| What the task asks |
List every line of the entries below that contains the string "white".

| Exercise inputs |
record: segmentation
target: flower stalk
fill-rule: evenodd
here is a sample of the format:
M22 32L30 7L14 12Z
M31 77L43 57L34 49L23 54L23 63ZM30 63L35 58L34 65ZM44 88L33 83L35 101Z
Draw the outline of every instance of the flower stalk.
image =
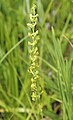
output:
M38 55L39 50L37 47L37 43L39 40L38 30L36 30L36 25L38 21L38 14L36 14L36 5L34 4L31 9L30 14L30 21L31 23L28 23L28 27L31 29L31 33L28 33L28 36L31 38L31 41L28 41L29 46L29 57L30 57L30 67L29 67L29 73L31 74L31 98L32 101L37 101L40 98L39 93L39 61L38 61Z

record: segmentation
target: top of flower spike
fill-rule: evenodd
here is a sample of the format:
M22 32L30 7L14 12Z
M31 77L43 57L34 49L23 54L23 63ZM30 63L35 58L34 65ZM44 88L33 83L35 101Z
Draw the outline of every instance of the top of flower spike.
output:
M34 15L36 14L36 5L35 4L33 4L33 6L32 6L31 13Z

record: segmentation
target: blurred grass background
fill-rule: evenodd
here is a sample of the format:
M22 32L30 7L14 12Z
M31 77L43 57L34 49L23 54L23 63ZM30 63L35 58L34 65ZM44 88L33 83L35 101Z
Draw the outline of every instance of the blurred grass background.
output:
M0 120L39 120L30 99L27 23L35 0L0 0ZM73 120L73 1L37 0L41 120ZM4 58L4 59L3 59Z

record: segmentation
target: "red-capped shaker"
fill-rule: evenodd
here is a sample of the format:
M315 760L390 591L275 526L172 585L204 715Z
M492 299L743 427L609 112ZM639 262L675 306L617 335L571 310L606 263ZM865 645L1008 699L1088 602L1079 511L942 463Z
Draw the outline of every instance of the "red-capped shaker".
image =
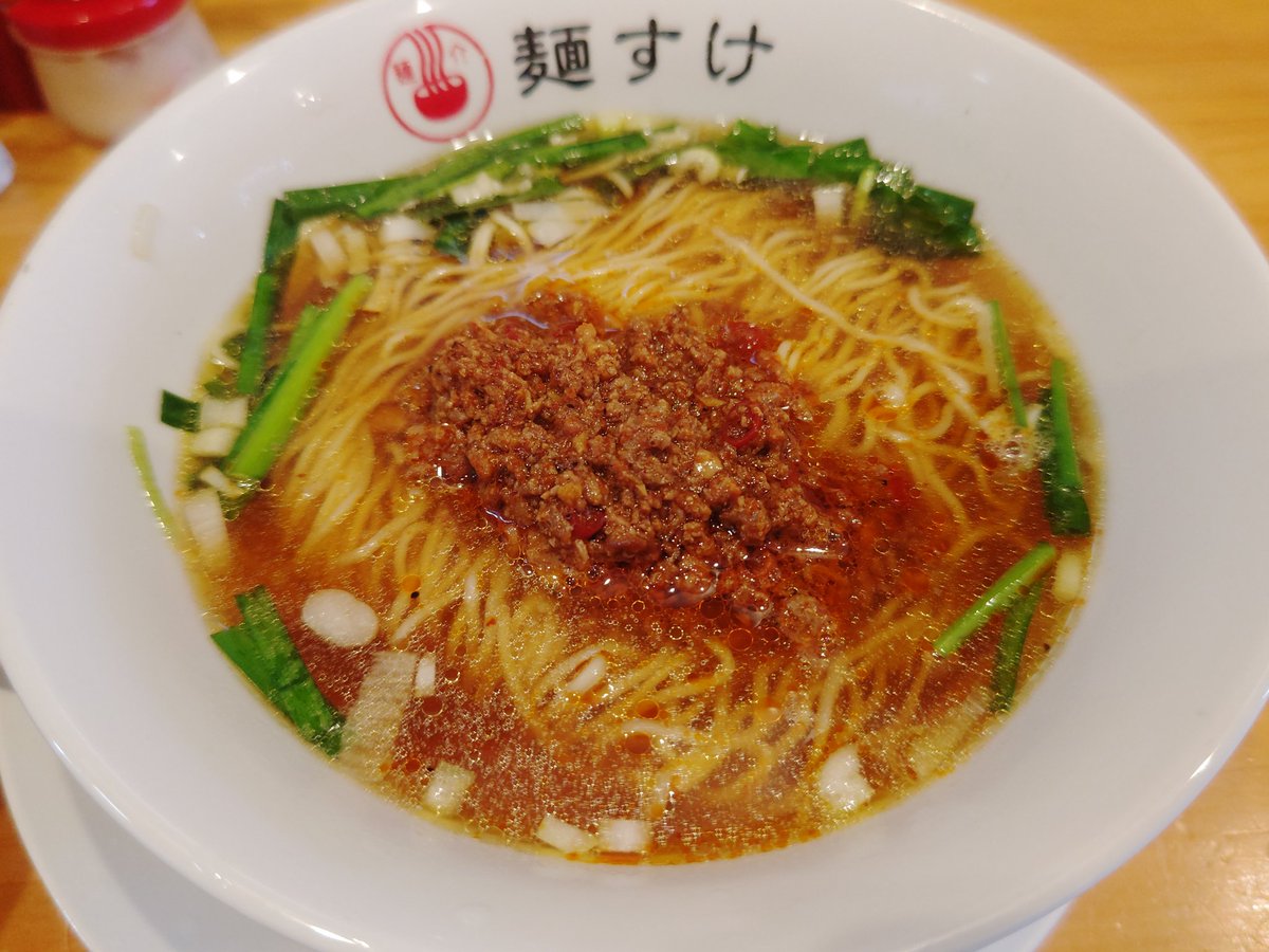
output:
M100 141L220 58L188 0L16 0L5 14L48 110Z

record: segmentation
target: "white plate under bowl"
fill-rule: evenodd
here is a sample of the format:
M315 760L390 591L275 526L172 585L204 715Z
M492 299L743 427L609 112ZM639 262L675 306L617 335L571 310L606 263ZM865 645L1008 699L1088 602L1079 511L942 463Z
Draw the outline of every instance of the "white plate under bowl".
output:
M657 14L679 38L661 37L656 72L632 83L640 41L618 34L654 13L365 0L288 30L105 156L0 315L0 660L141 842L317 948L972 948L1143 845L1269 685L1269 269L1203 175L1094 83L935 3L684 0ZM393 51L429 24L464 51L457 69L480 93L448 126L392 109ZM532 90L527 28L552 50ZM751 28L770 48L750 50ZM553 44L580 38L585 74L561 75ZM155 395L193 380L277 193L418 164L434 154L425 136L466 123L508 131L575 110L867 135L980 199L1099 405L1104 534L1066 647L950 777L813 843L603 868L392 807L242 688L140 496L124 426L143 424L156 457L174 458Z

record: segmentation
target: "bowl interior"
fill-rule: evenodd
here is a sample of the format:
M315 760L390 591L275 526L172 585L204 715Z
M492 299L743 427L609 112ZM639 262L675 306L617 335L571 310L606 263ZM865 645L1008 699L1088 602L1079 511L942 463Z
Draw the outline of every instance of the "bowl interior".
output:
M466 51L473 96L450 124L410 128L395 114L393 51L429 24ZM1269 685L1269 448L1253 438L1269 423L1269 269L1206 179L1088 79L937 4L693 1L659 29L679 36L661 36L656 70L633 80L651 33L642 8L335 10L217 69L113 150L5 301L5 669L146 844L316 947L982 943L1143 845ZM574 46L556 60L561 43ZM530 89L539 62L548 75ZM416 165L445 147L429 136L468 122L476 135L600 110L867 135L876 154L978 198L991 239L1067 329L1104 428L1089 603L1020 710L897 807L740 861L569 864L362 791L217 654L127 454L124 428L140 424L170 487L175 440L155 395L188 388L258 267L275 194Z

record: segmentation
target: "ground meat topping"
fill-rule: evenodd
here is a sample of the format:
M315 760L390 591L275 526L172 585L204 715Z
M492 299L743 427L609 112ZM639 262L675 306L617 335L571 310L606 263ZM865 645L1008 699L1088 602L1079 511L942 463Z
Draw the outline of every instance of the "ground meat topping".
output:
M556 287L438 347L400 401L418 421L409 449L421 473L534 529L532 565L670 605L717 593L754 623L783 589L779 617L819 637L831 621L815 599L759 571L789 547L844 559L849 522L816 501L797 435L811 411L774 344L699 310L613 327Z

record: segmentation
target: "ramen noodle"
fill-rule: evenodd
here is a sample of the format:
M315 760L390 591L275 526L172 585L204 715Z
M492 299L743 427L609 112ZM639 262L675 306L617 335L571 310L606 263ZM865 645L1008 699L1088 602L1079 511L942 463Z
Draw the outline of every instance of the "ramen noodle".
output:
M1096 430L966 199L566 117L288 193L193 400L216 644L368 786L610 862L948 770L1082 597Z

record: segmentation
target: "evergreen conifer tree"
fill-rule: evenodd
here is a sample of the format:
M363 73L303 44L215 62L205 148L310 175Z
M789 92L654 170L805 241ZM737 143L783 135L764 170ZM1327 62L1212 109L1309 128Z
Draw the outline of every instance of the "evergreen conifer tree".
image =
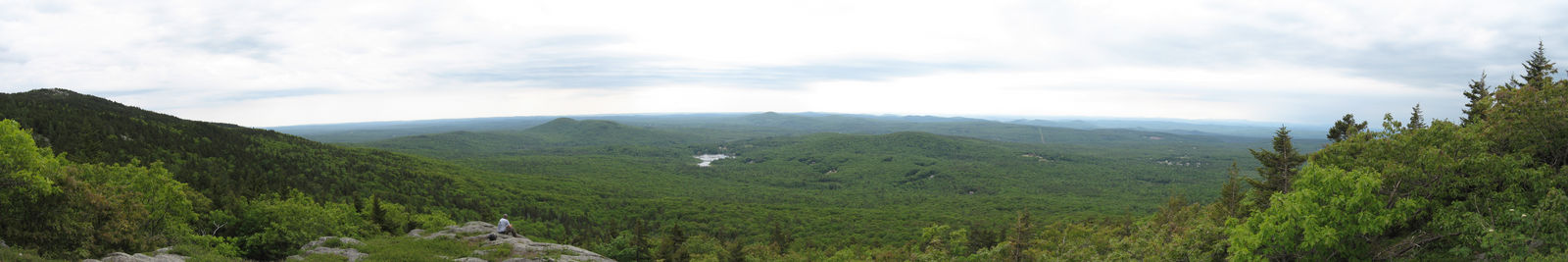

| Reply to the task |
target: "white plate under bowl"
Draw the outline of every instance of the "white plate under bowl".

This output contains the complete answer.